C'est cet effort qui existe en toute chose de par son essence que les commentateurs ont fini par appeler "conatus". Pour les êtres humains Spinoza utilise régulièrement les termes d’appétit, et de désirs, les désirs étant les conatus dont on a conscience, alors que les appétits ceux dont on n'a pas conscience.

Petit point important : pour Spinoza le monde est entièrement déterministe et toute chose a une cause, y compris la moindre des volontés humaines. Et donc selon lui on peut au mieux être conscient de notre conatus en apprenant à nous connaître et à connaitre nos conditionnements, mais on ne peut pas en décider librement. Et même le fait de décider exprès de changer de comportement pour prouver que c'est faux participe du déterminisme en question et de notre conatus.

Citation de l'Ethique : « Les hommes se trompent quand ils se croient libres ; car cette opinion consiste en cela seul qu’ils sont conscients de leurs actions et ignorants des causes qui les déterminent. » (Eth II, 35, Scolie).

Pour revenir au conatus chez l'homme, « l’effort pour persévérer dans son être » se résume surtout à quelques mécanismes de base, dont le principal est un mécanisme de socialisation par imitation. L'homme imite ses congénères et acquiert des habitudes de sa famille, de l'école, etc. (on peut se rappeler ici de l'habitus de Bourdieu qui a été beaucoup inspiré par Spinoza).

le cycle génétique des passions de base

Pour Spinoza, la vraie connaissance de soi ne peut être que génétique, non pas au sens du code génétique, mais au sens philosophique du terme, où on remonte la chaîne d'étapes qui se déroule vraiment en nous. Pour expliquer les comportements humains, Spinoza développe une théorie des passions, sur ce mode génétique par étapes successives, et organisés en cycles.

Selon lui, le point de départ est toujours le conatus qui nous anime de par notre essence. Et en évoluant dans le monde, ce conatus va soit être conforté, donnant à l'individu un sentiment de puissance et de joie, soit être contrarié, donnant un sentiment de tristesse. Ensuite l'individu va se rendre compte que ce sentiment de joie ou de tristesse est lié à un objet extérieur qu'il a rencontré, et de là il va éprouver de l'amour ou de la haine pour cet objet.

En mettant ça sur un shéma ça sonne ça :

Conatus → Joie ou Tristesse → Amour ou Haine → désir particulier → …

Pour boucler sur le cycle, l'homme va alors désier l'objet qu'il aime, et en fonction du fait que ce désir soit satisfait ou non, on va avoir de nouveaux affects de joie ou de tristesse et ainsi de suite...
####################
_Consigne 1_. Relevez chaque ligne du listing où figure la chaîne « ceiling », en respectant la casse.
Ce passage et le listing n'ont aucun rapport entre eux.
####################
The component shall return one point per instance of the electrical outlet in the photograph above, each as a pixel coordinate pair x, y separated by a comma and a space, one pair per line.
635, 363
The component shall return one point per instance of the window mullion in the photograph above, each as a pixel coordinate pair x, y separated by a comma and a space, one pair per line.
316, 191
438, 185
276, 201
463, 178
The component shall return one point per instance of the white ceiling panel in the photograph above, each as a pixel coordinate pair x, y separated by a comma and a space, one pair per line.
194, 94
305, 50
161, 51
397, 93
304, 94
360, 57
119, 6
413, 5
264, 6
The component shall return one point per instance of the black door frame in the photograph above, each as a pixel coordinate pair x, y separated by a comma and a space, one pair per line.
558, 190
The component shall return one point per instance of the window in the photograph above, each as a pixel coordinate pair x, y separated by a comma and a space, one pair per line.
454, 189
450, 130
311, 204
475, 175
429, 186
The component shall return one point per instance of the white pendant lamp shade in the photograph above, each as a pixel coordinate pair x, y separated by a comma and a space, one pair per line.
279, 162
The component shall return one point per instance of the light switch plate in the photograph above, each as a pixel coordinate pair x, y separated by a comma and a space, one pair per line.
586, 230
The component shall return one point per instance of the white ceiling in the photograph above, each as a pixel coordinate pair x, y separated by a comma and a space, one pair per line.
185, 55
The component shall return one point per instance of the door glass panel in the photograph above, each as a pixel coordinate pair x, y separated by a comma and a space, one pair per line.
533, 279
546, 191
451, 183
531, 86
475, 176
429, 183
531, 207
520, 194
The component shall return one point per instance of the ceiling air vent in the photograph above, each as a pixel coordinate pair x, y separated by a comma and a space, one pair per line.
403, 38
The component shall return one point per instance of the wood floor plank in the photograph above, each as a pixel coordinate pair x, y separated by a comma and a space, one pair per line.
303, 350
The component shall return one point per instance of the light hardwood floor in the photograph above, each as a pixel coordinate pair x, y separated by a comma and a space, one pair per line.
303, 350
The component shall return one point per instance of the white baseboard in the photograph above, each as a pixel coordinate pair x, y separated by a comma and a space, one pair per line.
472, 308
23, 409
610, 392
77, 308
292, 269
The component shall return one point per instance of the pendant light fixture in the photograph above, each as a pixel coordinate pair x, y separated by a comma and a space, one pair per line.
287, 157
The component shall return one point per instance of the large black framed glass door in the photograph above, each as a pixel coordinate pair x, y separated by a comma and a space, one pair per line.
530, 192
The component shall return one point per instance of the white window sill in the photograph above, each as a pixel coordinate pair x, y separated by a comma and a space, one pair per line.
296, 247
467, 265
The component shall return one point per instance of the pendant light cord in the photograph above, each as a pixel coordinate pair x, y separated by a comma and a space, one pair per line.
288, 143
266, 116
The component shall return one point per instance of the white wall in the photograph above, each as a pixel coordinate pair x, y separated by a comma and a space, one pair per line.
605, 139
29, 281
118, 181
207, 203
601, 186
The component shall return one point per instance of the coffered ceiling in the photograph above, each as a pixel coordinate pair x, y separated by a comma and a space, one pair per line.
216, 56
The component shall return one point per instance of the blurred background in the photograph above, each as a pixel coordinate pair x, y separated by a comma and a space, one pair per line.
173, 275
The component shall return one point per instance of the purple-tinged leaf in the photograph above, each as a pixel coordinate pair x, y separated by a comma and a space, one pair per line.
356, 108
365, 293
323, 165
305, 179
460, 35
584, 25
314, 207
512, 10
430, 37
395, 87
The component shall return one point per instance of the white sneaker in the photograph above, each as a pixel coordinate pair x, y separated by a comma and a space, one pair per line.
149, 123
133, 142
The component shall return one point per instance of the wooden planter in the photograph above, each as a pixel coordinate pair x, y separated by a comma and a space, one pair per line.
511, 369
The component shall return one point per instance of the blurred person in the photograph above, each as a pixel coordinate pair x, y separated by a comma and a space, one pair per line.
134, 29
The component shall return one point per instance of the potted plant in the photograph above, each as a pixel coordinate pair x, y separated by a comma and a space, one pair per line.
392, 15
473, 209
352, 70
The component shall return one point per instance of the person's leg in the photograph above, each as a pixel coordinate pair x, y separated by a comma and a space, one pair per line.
####################
_Consigne 2_. Recopiez le passage sur le conatus chez Spinoza en commençant à « le cycle génétique » et en terminant à « pour cet objet. ».

_Réponse complète 1_.
The component shall return one point per instance of the white ceiling panel in the photograph above, each as a pixel coordinate pair x, y separated by a comma and a space, one pair per line.
The component shall return one point per instance of the white ceiling in the photograph above, each as a pixel coordinate pair x, y separated by a comma and a space, one pair per line.
The component shall return one point per instance of the ceiling air vent in the photograph above, each as a pixel coordinate pair x, y separated by a comma and a space, one pair per line.
The component shall return one point per instance of the coffered ceiling in the photograph above, each as a pixel coordinate pair x, y separated by a comma and a space, one pair per line.

_Réponse complète 2_.
le cycle génétique des passions de base

Pour Spinoza, la vraie connaissance de soi ne peut être que génétique, non pas au sens du code génétique, mais au sens philosophique du terme, où on remonte la chaîne d'étapes qui se déroule vraiment en nous. Pour expliquer les comportements humains, Spinoza développe une théorie des passions, sur ce mode génétique par étapes successives, et organisés en cycles.

Selon lui, le point de départ est toujours le conatus qui nous anime de par notre essence. Et en évoluant dans le monde, ce conatus va soit être conforté, donnant à l'individu un sentiment de puissance et de joie, soit être contrarié, donnant un sentiment de tristesse. Ensuite l'individu va se rendre compte que ce sentiment de joie ou de tristesse est lié à un objet extérieur qu'il a rencontré, et de là il va éprouver de l'amour ou de la haine pour cet objet.